The two methods (and why bottom-up wins at early stage)

Section titled “The two methods (and why bottom-up wins at early stage)”

There are two ways to estimate each layer. Investors and founders argue about which to use; the right answer is “use both, and trust bottom-up more.”

  • Start from an industry-analyst total (“project management software is a $X billion market”).
  • Apply percentages to narrow: ”% in your geography × % in your segment × % we can reach.”
  • Strength: fast; works when bottom-up data isn’t available.
  • Weakness: the analyst total is often wrong, the percentages are guesses, and the result feels precise without being grounded. Investors discount top-down heavily.

Bottom-up (build from your unit economics)

Section titled “Bottom-up (build from your unit economics)”
  • Count the actual addressable accounts/users.
  • Multiply by realistic ACV (annual contract value) at typical maturity.
  • Strength: grounded in your actual ICP definition and pricing; defensible line-by-line.

■ **Information provided**:
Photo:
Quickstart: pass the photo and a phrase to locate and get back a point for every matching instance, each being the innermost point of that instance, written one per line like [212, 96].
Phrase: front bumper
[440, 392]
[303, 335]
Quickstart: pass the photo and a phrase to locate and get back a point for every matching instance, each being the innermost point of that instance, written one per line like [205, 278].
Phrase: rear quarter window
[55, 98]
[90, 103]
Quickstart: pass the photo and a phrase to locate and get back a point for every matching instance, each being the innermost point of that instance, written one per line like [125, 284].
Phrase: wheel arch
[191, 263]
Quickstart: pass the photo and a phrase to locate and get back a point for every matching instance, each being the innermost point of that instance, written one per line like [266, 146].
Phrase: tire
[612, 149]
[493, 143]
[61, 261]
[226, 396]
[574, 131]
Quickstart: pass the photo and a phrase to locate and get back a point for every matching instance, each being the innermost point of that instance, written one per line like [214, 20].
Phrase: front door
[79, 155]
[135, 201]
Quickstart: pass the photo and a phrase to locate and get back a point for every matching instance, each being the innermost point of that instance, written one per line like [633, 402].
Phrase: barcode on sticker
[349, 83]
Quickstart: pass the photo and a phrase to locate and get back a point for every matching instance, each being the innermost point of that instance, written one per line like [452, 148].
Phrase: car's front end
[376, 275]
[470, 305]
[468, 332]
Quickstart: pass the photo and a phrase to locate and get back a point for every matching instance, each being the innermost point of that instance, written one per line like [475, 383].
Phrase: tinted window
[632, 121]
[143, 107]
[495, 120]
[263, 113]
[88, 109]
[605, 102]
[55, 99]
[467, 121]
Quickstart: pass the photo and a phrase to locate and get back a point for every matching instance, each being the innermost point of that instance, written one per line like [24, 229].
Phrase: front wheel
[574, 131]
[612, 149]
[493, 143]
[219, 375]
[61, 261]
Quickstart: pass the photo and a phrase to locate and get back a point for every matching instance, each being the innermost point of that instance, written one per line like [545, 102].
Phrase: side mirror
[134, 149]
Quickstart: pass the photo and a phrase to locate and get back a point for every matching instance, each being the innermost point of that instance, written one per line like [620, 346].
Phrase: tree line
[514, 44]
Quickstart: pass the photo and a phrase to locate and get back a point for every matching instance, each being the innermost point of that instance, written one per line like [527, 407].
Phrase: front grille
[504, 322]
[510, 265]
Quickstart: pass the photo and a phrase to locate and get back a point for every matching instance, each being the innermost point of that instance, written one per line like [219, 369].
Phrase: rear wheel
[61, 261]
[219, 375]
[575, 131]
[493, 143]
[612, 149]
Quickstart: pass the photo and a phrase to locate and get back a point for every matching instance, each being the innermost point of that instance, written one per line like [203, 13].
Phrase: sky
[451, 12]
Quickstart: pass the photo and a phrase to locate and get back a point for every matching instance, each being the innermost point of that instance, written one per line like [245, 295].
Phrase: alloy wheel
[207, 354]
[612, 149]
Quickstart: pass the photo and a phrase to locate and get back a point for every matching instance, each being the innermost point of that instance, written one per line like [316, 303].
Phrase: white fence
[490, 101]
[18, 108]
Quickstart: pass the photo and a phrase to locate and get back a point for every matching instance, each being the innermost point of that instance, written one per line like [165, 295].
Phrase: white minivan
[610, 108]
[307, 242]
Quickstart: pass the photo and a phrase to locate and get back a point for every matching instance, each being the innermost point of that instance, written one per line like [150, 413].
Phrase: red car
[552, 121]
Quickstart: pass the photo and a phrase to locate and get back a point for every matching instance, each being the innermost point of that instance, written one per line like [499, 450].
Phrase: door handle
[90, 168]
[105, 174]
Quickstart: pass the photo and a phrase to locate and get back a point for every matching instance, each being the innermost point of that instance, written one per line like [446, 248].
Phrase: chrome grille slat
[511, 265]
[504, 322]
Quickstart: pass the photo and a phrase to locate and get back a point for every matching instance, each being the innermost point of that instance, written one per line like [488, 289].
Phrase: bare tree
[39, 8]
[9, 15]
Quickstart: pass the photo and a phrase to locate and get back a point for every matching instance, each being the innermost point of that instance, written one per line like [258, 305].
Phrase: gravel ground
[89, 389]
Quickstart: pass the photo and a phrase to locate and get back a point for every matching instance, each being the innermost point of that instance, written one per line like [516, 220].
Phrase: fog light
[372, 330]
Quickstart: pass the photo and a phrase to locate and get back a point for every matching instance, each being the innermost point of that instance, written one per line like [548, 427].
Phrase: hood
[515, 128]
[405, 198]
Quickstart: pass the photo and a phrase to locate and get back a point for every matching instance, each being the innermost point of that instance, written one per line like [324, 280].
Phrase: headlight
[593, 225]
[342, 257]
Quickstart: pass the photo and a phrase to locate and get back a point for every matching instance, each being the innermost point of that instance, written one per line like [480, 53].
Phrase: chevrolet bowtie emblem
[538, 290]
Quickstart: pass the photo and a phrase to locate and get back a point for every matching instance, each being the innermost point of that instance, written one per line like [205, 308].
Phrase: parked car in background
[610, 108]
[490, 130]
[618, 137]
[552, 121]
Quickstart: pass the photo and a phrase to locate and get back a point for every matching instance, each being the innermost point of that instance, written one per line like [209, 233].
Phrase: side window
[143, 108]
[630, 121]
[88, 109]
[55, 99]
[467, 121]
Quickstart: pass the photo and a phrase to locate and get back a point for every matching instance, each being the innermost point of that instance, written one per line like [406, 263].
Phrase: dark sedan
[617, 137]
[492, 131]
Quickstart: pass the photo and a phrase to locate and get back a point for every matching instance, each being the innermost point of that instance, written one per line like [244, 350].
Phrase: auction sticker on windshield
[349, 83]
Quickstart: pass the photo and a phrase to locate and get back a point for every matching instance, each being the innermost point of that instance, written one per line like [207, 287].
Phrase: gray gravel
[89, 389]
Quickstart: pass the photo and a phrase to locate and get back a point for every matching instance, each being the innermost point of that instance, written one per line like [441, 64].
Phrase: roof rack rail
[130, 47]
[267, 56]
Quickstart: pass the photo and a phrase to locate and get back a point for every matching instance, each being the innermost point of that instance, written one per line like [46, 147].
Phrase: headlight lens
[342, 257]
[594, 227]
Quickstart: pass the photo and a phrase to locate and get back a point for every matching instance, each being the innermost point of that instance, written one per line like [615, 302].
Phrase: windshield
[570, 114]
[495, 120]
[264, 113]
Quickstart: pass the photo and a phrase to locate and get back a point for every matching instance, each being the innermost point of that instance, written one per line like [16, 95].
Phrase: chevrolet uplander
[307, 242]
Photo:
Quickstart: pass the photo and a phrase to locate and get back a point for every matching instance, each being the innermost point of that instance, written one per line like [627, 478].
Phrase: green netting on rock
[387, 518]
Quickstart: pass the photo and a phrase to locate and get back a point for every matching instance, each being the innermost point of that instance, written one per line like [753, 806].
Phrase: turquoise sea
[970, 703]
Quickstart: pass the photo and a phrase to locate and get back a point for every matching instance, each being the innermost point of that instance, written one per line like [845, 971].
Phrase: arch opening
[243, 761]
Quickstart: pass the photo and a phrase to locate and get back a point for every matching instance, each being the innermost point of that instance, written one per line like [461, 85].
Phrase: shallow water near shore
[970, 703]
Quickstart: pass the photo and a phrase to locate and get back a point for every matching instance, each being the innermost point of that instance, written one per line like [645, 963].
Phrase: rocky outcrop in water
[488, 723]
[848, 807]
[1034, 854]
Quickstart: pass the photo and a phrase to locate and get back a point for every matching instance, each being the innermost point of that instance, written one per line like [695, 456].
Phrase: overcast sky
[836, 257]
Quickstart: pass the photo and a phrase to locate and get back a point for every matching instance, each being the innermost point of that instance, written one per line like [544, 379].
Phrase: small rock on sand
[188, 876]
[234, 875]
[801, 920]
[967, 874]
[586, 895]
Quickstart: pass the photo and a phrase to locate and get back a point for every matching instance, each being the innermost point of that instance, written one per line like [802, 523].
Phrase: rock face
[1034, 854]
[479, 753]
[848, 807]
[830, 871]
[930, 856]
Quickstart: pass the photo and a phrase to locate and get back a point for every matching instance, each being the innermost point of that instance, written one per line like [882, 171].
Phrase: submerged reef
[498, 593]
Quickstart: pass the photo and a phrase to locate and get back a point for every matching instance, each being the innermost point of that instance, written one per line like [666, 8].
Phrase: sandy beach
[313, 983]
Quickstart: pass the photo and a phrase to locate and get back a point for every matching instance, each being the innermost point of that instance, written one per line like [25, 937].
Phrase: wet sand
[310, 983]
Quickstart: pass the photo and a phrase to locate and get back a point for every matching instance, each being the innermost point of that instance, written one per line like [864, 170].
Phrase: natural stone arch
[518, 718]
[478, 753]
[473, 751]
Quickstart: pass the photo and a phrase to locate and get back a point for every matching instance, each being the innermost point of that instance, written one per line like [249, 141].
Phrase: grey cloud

■ **Actions to take**:
A) Echo a passage from the market-sizing text word for word. Begin at the words "There are two" and stop after "discount top-down heavily.".
B) List every percentage that the market-sizing text multiplies together to narrow an industry-analyst total.
Work only from the market-sizing text.

■ **Task-by-task solutions**:
A)
There are two ways to estimate each layer. Investors and founders argue about which to use; the right answer is “use both, and trust bottom-up more.”

  • Start from an industry-analyst total (“project management software is a $X billion market”).
  • Apply percentages to narrow: ”% in your geography × % in your segment × % we can reach.”
  • Strength: fast; works when bottom-up data isn’t available.
  • Weakness: the analyst total is often wrong, the percentages are guesses, and the result feels precise without being grounded. Investors discount top-down heavily.

B)
- % in your geography
- % in your segment
- % we can reach